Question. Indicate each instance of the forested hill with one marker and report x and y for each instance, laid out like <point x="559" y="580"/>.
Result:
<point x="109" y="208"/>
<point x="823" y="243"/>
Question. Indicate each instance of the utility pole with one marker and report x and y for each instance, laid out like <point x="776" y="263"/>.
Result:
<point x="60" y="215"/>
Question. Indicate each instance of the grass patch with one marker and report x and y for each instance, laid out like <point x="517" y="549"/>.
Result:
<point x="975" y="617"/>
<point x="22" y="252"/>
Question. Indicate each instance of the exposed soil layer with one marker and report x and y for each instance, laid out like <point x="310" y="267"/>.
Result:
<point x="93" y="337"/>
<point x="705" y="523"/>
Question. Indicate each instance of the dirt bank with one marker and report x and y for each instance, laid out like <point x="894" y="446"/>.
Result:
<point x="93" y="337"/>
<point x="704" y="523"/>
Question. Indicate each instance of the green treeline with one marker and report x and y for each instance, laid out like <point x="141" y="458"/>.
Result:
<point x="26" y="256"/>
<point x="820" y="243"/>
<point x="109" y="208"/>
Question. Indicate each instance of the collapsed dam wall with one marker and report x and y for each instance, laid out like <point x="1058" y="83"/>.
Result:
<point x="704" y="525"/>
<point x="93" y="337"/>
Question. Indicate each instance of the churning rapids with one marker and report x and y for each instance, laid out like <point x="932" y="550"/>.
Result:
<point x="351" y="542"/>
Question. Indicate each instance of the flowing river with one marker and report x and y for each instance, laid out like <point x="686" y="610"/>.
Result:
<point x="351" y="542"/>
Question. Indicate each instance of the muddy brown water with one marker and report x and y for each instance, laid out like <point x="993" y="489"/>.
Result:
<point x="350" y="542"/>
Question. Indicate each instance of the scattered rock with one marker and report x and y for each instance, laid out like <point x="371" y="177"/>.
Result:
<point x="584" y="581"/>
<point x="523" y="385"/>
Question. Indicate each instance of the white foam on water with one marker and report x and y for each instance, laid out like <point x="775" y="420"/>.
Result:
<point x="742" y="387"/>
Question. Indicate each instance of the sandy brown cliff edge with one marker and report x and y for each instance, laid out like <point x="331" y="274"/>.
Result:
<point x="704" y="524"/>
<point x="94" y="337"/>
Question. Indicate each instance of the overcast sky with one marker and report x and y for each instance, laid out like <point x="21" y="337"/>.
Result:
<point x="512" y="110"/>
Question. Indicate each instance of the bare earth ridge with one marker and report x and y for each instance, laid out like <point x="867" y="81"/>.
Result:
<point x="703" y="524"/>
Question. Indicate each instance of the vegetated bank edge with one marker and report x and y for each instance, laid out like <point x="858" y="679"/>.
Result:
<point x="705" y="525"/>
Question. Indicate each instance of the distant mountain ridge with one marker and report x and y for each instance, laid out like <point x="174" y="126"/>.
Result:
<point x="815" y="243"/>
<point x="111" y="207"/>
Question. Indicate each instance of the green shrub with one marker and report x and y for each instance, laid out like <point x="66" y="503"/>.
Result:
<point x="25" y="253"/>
------------------------
# EXERCISE PROMPT
Convert every line of the items above into a Markdown table. Use two columns: Row holds a running number and Entry holds the line. Omit any blank lines.

# OUTPUT OF THE TASK
| Row | Entry |
|---|---|
| 1 | Question. Indicate each instance of the forested hill with one marker and report x and y for each instance, laid out like <point x="559" y="580"/>. |
| 2 | Result: |
| 3 | <point x="109" y="208"/> |
| 4 | <point x="823" y="243"/> |
| 5 | Question. Indicate each instance of the utility pole with one marker and report x and y for each instance, laid out like <point x="776" y="263"/>. |
| 6 | Result: |
| 7 | <point x="60" y="215"/> |
| 8 | Question. Indicate each instance of the grass patch with one marker and report x and y for each instance, laid out like <point x="517" y="549"/>. |
| 9 | Result: |
| 10 | <point x="975" y="617"/> |
| 11 | <point x="22" y="252"/> |
| 12 | Question. Indicate each instance of the exposed soil layer with one marker and report x and y for each instance, laid out like <point x="310" y="267"/>. |
| 13 | Result: |
| 14 | <point x="93" y="337"/> |
| 15 | <point x="705" y="523"/> |
| 16 | Question. Indicate each instance of the dirt bank with one marker and report x and y for each instance, laid out like <point x="894" y="446"/>. |
| 17 | Result: |
| 18 | <point x="93" y="337"/> |
| 19 | <point x="704" y="523"/> |
| 20 | Question. Indicate each instance of the green treeline with one marker and report x and y for each instance, laid out like <point x="141" y="458"/>. |
| 21 | Result: |
| 22 | <point x="26" y="256"/> |
| 23 | <point x="820" y="243"/> |
| 24 | <point x="109" y="208"/> |
| 25 | Question. Indicate each instance of the collapsed dam wall with one marker and report x and y for each instance, laid out like <point x="1058" y="83"/>. |
| 26 | Result: |
| 27 | <point x="704" y="525"/> |
| 28 | <point x="93" y="337"/> |
| 29 | Question. Indicate each instance of the churning rapids with one marker and report x and y for each instance, laid out like <point x="932" y="550"/>. |
| 30 | Result: |
| 31 | <point x="351" y="542"/> |
| 32 | Question. Indicate each instance of the flowing river with one marker and report x and y for each instance, laid out like <point x="686" y="610"/>. |
| 33 | Result: |
| 34 | <point x="351" y="542"/> |
| 35 | Question. Indicate each instance of the muddy brown water with one marker and report x and y for each instance, laid out like <point x="993" y="489"/>. |
| 36 | Result: |
| 37 | <point x="350" y="542"/> |
| 38 | Question. Indicate each instance of the scattered rock with one marker and report x and y for each instance, laid out like <point x="371" y="177"/>. |
| 39 | Result: |
| 40 | <point x="584" y="581"/> |
| 41 | <point x="523" y="385"/> |
| 42 | Question. Indicate each instance of the white foam on water with one marker and report x and y for each instance, laid out like <point x="775" y="420"/>. |
| 43 | Result: |
| 44 | <point x="742" y="387"/> |
| 45 | Question. Indicate each instance of the sandy brown cliff edge with one marker and report x and y for each instance, laid out like <point x="331" y="274"/>. |
| 46 | Result: |
| 47 | <point x="704" y="524"/> |
| 48 | <point x="94" y="337"/> |
| 49 | Question. Indicate each instance of the overcast sky with one marker and report x and y for each instance, laid out like <point x="21" y="337"/>. |
| 50 | Result: |
| 51 | <point x="512" y="110"/> |
| 52 | Question. Indicate each instance of the bare earth ridge with one marker and report x and y for each instance, laid out like <point x="867" y="81"/>. |
| 53 | Result: |
| 54 | <point x="703" y="524"/> |
| 55 | Question. Indicate each instance of the vegetated bank edge with one marker and report x and y for each instance, laid out like <point x="858" y="679"/>. |
| 56 | Result: |
| 57 | <point x="705" y="525"/> |
| 58 | Question. Indicate each instance of the distant mountain ridge with one marker and report x and y for each instance, laid out like <point x="174" y="126"/>. |
| 59 | Result: |
| 60 | <point x="815" y="243"/> |
| 61 | <point x="111" y="207"/> |
| 62 | Question. Indicate each instance of the green shrub with one marker and report x and y for each instance, laid out like <point x="66" y="503"/>. |
| 63 | Result: |
| 64 | <point x="25" y="253"/> |